• _Task input_:
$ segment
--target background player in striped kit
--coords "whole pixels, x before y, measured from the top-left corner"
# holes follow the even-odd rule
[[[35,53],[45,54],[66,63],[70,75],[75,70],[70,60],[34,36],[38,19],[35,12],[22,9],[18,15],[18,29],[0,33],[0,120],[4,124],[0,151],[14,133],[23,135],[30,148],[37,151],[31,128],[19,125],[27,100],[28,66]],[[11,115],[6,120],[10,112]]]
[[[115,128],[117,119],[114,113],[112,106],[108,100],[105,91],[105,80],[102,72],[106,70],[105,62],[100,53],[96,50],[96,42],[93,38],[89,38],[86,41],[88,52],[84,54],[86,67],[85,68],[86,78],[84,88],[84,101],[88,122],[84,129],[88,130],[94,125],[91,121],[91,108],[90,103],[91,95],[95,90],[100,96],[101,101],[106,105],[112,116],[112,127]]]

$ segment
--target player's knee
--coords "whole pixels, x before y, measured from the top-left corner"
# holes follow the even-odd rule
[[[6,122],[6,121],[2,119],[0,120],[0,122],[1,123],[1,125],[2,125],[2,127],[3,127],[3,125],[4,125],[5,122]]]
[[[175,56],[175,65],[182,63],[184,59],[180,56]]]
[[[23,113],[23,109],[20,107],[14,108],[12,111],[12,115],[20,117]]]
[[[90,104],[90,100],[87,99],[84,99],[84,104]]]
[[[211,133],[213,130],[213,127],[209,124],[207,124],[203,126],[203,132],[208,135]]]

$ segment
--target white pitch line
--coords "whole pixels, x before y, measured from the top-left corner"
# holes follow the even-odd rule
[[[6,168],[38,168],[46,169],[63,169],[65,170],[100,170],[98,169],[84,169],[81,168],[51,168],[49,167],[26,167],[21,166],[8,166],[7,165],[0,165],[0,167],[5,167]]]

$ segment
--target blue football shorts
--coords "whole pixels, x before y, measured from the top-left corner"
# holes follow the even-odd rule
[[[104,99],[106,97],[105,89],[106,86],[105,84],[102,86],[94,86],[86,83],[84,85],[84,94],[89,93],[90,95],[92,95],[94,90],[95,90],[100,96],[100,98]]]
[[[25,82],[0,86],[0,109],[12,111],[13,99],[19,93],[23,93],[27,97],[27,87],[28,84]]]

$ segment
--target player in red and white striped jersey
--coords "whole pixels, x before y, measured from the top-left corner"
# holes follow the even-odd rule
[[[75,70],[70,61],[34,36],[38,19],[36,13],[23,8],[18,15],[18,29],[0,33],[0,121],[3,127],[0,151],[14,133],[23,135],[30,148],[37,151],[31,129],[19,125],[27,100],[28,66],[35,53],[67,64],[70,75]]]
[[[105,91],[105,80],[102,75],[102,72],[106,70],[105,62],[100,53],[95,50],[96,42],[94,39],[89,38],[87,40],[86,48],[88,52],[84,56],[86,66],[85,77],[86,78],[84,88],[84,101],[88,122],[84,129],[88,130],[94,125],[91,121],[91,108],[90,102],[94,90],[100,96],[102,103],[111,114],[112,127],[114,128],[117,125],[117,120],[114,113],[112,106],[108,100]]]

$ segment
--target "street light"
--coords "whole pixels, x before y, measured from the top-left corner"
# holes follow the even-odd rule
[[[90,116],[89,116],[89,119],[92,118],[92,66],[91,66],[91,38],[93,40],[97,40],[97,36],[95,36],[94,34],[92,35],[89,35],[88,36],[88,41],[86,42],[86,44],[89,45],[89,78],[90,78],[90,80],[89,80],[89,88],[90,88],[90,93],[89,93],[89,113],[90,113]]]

• _The task_: Print the whole listing exactly as it is.

• _Problem solution_:
$ segment
--target background player in striped kit
--coords "whole pixels, x before y, measured from the top-left corner"
# holes follow the even-odd rule
[[[35,53],[45,54],[66,63],[70,75],[75,70],[70,60],[34,36],[38,19],[35,12],[22,9],[18,15],[18,29],[0,33],[0,120],[4,124],[0,151],[14,133],[23,135],[30,148],[37,151],[31,128],[19,125],[27,100],[28,66]],[[11,115],[6,120],[10,112]]]
[[[115,128],[117,119],[114,113],[112,106],[108,100],[105,91],[105,80],[102,72],[106,70],[105,62],[100,53],[96,50],[96,42],[93,38],[89,38],[86,41],[88,52],[84,54],[86,67],[85,68],[86,78],[84,88],[84,101],[88,122],[84,129],[88,130],[94,125],[91,121],[91,108],[90,103],[91,95],[95,90],[100,96],[101,101],[106,105],[112,116],[112,127]]]

$ segment
--target player's knee
--coords "whole pixels, x before y, measured from the top-left corner"
# holes follow the even-odd rule
[[[6,122],[6,121],[2,119],[0,120],[0,122],[1,123],[1,125],[2,125],[2,127],[3,127],[3,125],[4,125],[5,122]]]
[[[175,56],[175,65],[182,63],[184,59],[180,56]]]
[[[23,113],[23,109],[20,107],[14,108],[12,111],[12,115],[20,117]]]
[[[90,104],[90,100],[87,99],[84,99],[84,104]]]
[[[211,133],[213,130],[213,127],[209,124],[207,124],[203,126],[203,132],[208,135]]]

$ segment
--target white pitch line
--coords "whole pixels, x before y, measured from the top-left corner"
# holes follow the even-odd rule
[[[6,168],[38,168],[46,169],[63,169],[65,170],[100,170],[98,169],[84,169],[81,168],[51,168],[49,167],[26,167],[21,166],[8,166],[7,165],[0,165],[0,167],[5,167]]]

$ segment
--target blue football shorts
--coords "whole pixels, x before y, measured from the top-left corner"
# holes follow the even-odd rule
[[[104,99],[106,97],[105,89],[106,86],[105,84],[102,86],[94,86],[86,83],[84,85],[84,94],[89,93],[90,95],[92,95],[94,90],[95,90],[100,96],[100,98]]]
[[[25,82],[0,86],[0,109],[12,111],[13,99],[19,93],[23,93],[27,97],[27,87],[28,84]]]

$ segment
--target player in red and white striped jersey
--coords "whole pixels, x before y, measured from the top-left corner"
# holes follow the even-odd rule
[[[75,70],[70,61],[34,36],[38,19],[36,13],[23,8],[18,15],[18,29],[0,33],[0,121],[3,127],[0,151],[14,133],[23,135],[30,148],[37,151],[31,129],[19,125],[27,100],[28,66],[35,53],[67,64],[70,75]]]
[[[105,91],[105,80],[102,75],[102,72],[106,70],[105,62],[100,53],[95,50],[96,42],[94,39],[89,38],[87,40],[86,48],[88,52],[84,56],[86,66],[85,77],[86,78],[84,88],[84,101],[88,122],[84,129],[88,130],[94,125],[91,121],[91,108],[90,102],[94,90],[100,96],[102,103],[111,114],[112,127],[114,128],[117,125],[117,120],[114,113],[112,106],[108,100]]]

$ segment
--target "street light"
--coords "whole pixels, x before y, measured from the top-left corner"
# holes follow the even-odd rule
[[[90,116],[89,116],[89,119],[92,118],[92,66],[91,66],[91,38],[93,40],[97,40],[97,36],[95,36],[94,34],[92,35],[89,35],[88,36],[88,41],[86,42],[86,44],[89,45],[89,78],[90,78],[90,80],[89,80],[89,88],[90,88],[90,93],[89,93],[89,113],[90,113]]]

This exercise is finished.